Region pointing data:

◆ ◆ ◆

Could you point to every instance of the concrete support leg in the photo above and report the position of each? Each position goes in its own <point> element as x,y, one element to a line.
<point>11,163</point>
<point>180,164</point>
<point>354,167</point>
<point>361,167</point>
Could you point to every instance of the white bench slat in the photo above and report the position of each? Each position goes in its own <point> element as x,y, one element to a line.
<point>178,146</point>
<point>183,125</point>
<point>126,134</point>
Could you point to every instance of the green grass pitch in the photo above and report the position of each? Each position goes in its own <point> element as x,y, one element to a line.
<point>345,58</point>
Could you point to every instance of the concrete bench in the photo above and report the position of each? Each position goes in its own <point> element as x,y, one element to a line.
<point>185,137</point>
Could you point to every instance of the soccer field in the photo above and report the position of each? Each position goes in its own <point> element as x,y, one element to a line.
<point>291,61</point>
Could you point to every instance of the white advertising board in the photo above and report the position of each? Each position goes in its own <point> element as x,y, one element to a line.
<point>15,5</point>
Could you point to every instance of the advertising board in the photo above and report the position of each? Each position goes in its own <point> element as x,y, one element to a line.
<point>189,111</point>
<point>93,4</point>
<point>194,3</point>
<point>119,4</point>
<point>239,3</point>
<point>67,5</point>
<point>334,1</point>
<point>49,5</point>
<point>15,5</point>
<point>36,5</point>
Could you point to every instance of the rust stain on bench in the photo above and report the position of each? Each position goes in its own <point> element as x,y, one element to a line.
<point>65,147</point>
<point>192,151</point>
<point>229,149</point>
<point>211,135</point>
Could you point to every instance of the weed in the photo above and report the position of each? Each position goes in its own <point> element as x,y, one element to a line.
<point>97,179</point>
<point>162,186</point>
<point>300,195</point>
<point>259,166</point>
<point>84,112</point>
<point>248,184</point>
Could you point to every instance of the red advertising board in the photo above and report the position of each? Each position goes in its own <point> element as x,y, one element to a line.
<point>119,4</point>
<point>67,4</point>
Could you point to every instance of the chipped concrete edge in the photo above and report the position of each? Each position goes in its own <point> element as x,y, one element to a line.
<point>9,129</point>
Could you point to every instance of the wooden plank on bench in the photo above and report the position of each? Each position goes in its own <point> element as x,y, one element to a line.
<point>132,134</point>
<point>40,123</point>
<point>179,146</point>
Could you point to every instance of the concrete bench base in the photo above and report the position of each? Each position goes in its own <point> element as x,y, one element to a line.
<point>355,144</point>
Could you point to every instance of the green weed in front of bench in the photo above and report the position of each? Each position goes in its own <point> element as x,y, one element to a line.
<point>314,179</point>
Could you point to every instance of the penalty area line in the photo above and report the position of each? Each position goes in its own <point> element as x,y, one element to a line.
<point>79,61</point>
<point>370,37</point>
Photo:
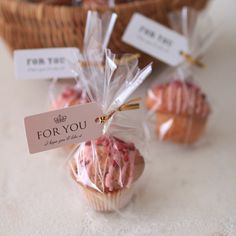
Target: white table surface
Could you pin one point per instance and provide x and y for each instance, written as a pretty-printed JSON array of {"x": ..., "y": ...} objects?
[{"x": 184, "y": 191}]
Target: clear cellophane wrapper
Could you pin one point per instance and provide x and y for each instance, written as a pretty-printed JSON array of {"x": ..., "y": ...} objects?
[
  {"x": 69, "y": 92},
  {"x": 178, "y": 108},
  {"x": 107, "y": 168}
]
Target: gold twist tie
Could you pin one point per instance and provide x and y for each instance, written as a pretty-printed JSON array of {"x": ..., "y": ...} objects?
[
  {"x": 192, "y": 60},
  {"x": 130, "y": 105}
]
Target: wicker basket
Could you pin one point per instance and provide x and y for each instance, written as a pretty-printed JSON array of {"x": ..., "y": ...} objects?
[{"x": 29, "y": 25}]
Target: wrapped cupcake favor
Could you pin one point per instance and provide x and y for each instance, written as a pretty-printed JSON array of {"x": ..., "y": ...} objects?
[
  {"x": 107, "y": 168},
  {"x": 178, "y": 107}
]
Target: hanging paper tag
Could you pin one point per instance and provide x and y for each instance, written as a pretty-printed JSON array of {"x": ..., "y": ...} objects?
[
  {"x": 44, "y": 63},
  {"x": 155, "y": 39},
  {"x": 57, "y": 128}
]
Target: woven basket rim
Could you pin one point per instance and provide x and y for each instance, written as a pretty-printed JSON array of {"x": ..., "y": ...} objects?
[{"x": 71, "y": 8}]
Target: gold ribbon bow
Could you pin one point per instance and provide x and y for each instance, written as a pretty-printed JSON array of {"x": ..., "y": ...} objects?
[
  {"x": 130, "y": 105},
  {"x": 192, "y": 60}
]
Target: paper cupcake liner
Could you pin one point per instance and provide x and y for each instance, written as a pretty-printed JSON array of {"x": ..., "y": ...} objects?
[{"x": 106, "y": 202}]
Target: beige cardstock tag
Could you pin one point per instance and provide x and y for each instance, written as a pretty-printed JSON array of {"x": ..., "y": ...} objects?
[{"x": 57, "y": 128}]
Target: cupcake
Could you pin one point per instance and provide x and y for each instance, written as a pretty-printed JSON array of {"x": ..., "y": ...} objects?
[
  {"x": 69, "y": 97},
  {"x": 181, "y": 110},
  {"x": 106, "y": 171}
]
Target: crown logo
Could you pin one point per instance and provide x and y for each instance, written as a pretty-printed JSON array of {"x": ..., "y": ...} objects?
[{"x": 60, "y": 119}]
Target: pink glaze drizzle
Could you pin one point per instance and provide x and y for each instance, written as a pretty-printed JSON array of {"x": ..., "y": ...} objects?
[
  {"x": 182, "y": 97},
  {"x": 120, "y": 157}
]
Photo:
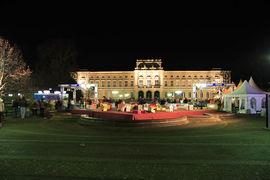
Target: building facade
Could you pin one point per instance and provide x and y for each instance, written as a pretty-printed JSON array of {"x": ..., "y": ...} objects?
[{"x": 150, "y": 81}]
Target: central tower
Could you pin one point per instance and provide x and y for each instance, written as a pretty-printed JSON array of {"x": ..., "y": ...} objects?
[{"x": 148, "y": 76}]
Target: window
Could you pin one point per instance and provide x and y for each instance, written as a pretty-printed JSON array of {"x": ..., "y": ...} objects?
[
  {"x": 177, "y": 83},
  {"x": 148, "y": 82}
]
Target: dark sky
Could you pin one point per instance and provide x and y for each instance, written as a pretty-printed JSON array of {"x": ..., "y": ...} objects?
[{"x": 114, "y": 43}]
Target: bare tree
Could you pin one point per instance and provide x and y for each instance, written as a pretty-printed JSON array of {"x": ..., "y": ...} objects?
[
  {"x": 14, "y": 75},
  {"x": 57, "y": 59}
]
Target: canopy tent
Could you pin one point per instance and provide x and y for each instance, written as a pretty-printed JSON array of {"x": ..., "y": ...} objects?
[
  {"x": 229, "y": 89},
  {"x": 246, "y": 97}
]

◆ ◆ ◆

[Work task]:
Word for word, restate the records above and drop the pictures.

[Output]:
Could you point to every instance of the concrete support leg in the photo above and report the position of each? Each position goes in its own <point> element as x,y, one element to a line.
<point>11,163</point>
<point>180,164</point>
<point>354,167</point>
<point>361,167</point>
Could you point to every instance of the white bench slat in the photo above and report the position of each? Each position goes in its own <point> element as x,y, one element to a line.
<point>178,146</point>
<point>183,125</point>
<point>126,134</point>
Could you point to every instance of the green grass pitch in the photo above and report the position of each? Each position goes in its own <point> element as x,y, one element to a line.
<point>345,58</point>
Could you point to every instance of the concrete bench in the photo above and report the position of each? Each position goes in its own <point> element as x,y, one element to a line.
<point>185,137</point>
Could you point to every instance of the soccer field in the photo above and report the position of each? Each position goes in its own <point> element as x,y, one element to a line.
<point>291,61</point>
Could you point to every instance of the white advertising board in the photo above and report the position of each? Each position goes in its own <point> element as x,y, one element to a line.
<point>15,5</point>
Could you point to every instance of the advertising board in the photo above and report the position of each? Each position goes in its own <point> element as x,y, one element to a line.
<point>189,111</point>
<point>93,4</point>
<point>194,3</point>
<point>119,4</point>
<point>239,3</point>
<point>67,5</point>
<point>334,1</point>
<point>49,5</point>
<point>15,5</point>
<point>36,5</point>
Could you point to every instance of the rust stain on bench in the photo above and report the position of each? Each position goes in its own <point> element as x,y, one element to a line.
<point>65,147</point>
<point>192,151</point>
<point>229,149</point>
<point>211,135</point>
Could you point to every instance of the weed in the photo above and report the position of each? Each position goes in its own <point> element as x,y, one element to a line.
<point>97,179</point>
<point>162,186</point>
<point>300,195</point>
<point>259,166</point>
<point>84,112</point>
<point>248,184</point>
Could you point to every instance of the red advertising board in the photo above and report the position of each? Each position goes in its own <point> element as x,y, one element to a line.
<point>119,4</point>
<point>67,4</point>
Could you point to every instance of the chipped concrete edge in the photo above and report the position of each? Each position goes in its own <point> element as x,y, one element to a line.
<point>9,129</point>
Could you point to every instance of the wooden plank on bench in the photo above and report the position of each? Each position goes in its own <point> element as x,y, one element to a line.
<point>132,134</point>
<point>40,123</point>
<point>179,146</point>
Could you point to every instance of the concrete bench base in the photo above and report the position of each? Each position goes in its own <point> element as x,y, one element to a line.
<point>355,144</point>
Could you point to every instance of the green weed in front of bench in the photo above and report the position of each? Each position goes in its own <point> element as x,y, one element to a line.
<point>314,179</point>
Could you point to every instance of the penalty area line in the photo above and report the position of each? Each position goes in its own <point> element as x,y, one element to a line.
<point>79,61</point>
<point>370,37</point>
Photo:
Target: white table surface
Could you pin one point per instance and provide x and y for each instance, written as a pretty-printed JSON array of {"x": ..., "y": ...} objects?
[{"x": 184, "y": 191}]
Target: clear cellophane wrapper
Could you pin one point per instance and provide x and y for each instance, written as a pretty-printed JSON array of {"x": ..., "y": ...} objects?
[
  {"x": 69, "y": 92},
  {"x": 178, "y": 108},
  {"x": 107, "y": 168}
]
Target: gold twist tie
Could you pin one point per instance and provide x and y for each instance, written as a pretty-printed JSON array of {"x": ..., "y": ...} objects?
[
  {"x": 192, "y": 60},
  {"x": 130, "y": 105}
]
Target: wicker basket
Could you pin one point per instance and provide x and y for each instance, written as a pretty-printed JSON array of {"x": ..., "y": ...} objects?
[{"x": 29, "y": 25}]
Target: wrapped cupcake favor
Could you pin one point per instance and provide x and y for each instance, written as a pretty-printed JSON array of {"x": ..., "y": ...} objects?
[
  {"x": 107, "y": 168},
  {"x": 178, "y": 107}
]
Target: hanging paper tag
Could you pin one point per instance and provide x and y for each instance, written as a pretty-printed JSON array of {"x": ..., "y": ...} objects?
[
  {"x": 44, "y": 63},
  {"x": 155, "y": 39},
  {"x": 57, "y": 128}
]
Target: woven basket rim
Could you pin one point per instance and provide x and y for each instance, written as a pretty-printed JSON array of {"x": ..., "y": ...} objects?
[{"x": 71, "y": 8}]
Target: gold ribbon bow
Could you pin one point per instance and provide x and y for each instance, written as a pretty-printed JSON array of {"x": ..., "y": ...} objects?
[
  {"x": 130, "y": 105},
  {"x": 192, "y": 60}
]
Target: paper cupcake liner
Could you pin one point per instance and provide x and y for each instance, written as a pretty-printed JSON array of {"x": ..., "y": ...} objects?
[{"x": 106, "y": 202}]
Target: beige cardstock tag
Could you pin one point per instance and provide x and y for each instance, written as a pretty-printed JSON array of {"x": ..., "y": ...} objects?
[{"x": 57, "y": 128}]
Target: cupcake
Could you pin one point per instance and provide x and y for each instance, written as a pretty-printed JSON array of {"x": ..., "y": ...} objects?
[
  {"x": 69, "y": 97},
  {"x": 181, "y": 110},
  {"x": 106, "y": 171}
]
Target: crown logo
Could you pin one point per instance and provide x and y for each instance, written as a pretty-printed JSON array of {"x": ..., "y": ...} objects?
[{"x": 60, "y": 119}]
Target: pink glaze drizzle
Could you pin one point per instance and provide x and y for each instance, written as a pretty-printed JSON array of {"x": ..., "y": ...} objects?
[
  {"x": 182, "y": 97},
  {"x": 120, "y": 157}
]
Photo:
Target: building facade
Could you pin one point per instance and provide x and y for each instance, written as a pretty-printed JSON array of {"x": ..., "y": ...} objects?
[{"x": 150, "y": 81}]
Target: central tower
Could you pin one point per instance and provide x and y for each instance, written as a pretty-printed JSON array of {"x": ..., "y": ...} objects?
[{"x": 148, "y": 76}]
Target: window
Could you pin one point per instance and provide x and y for each instance, written as a pretty-printed JSON array of {"x": ..., "y": ...} objects?
[
  {"x": 177, "y": 83},
  {"x": 148, "y": 82}
]
Target: dark sky
Could you pin one point per instance and provide x and y for each instance, written as a pretty-printed JSON array of {"x": ..., "y": ...} objects?
[{"x": 114, "y": 43}]
Target: bare tree
Could you pin one point per instance and provide x and y for each instance, written as a pretty-printed JSON array of {"x": ..., "y": ...} objects?
[
  {"x": 14, "y": 75},
  {"x": 57, "y": 59}
]
Target: canopy tent
Could you pin one point per instance and provide x and y for each instance, written as a pretty-printed JSON array of {"x": ..., "y": ...} objects?
[
  {"x": 229, "y": 89},
  {"x": 246, "y": 97}
]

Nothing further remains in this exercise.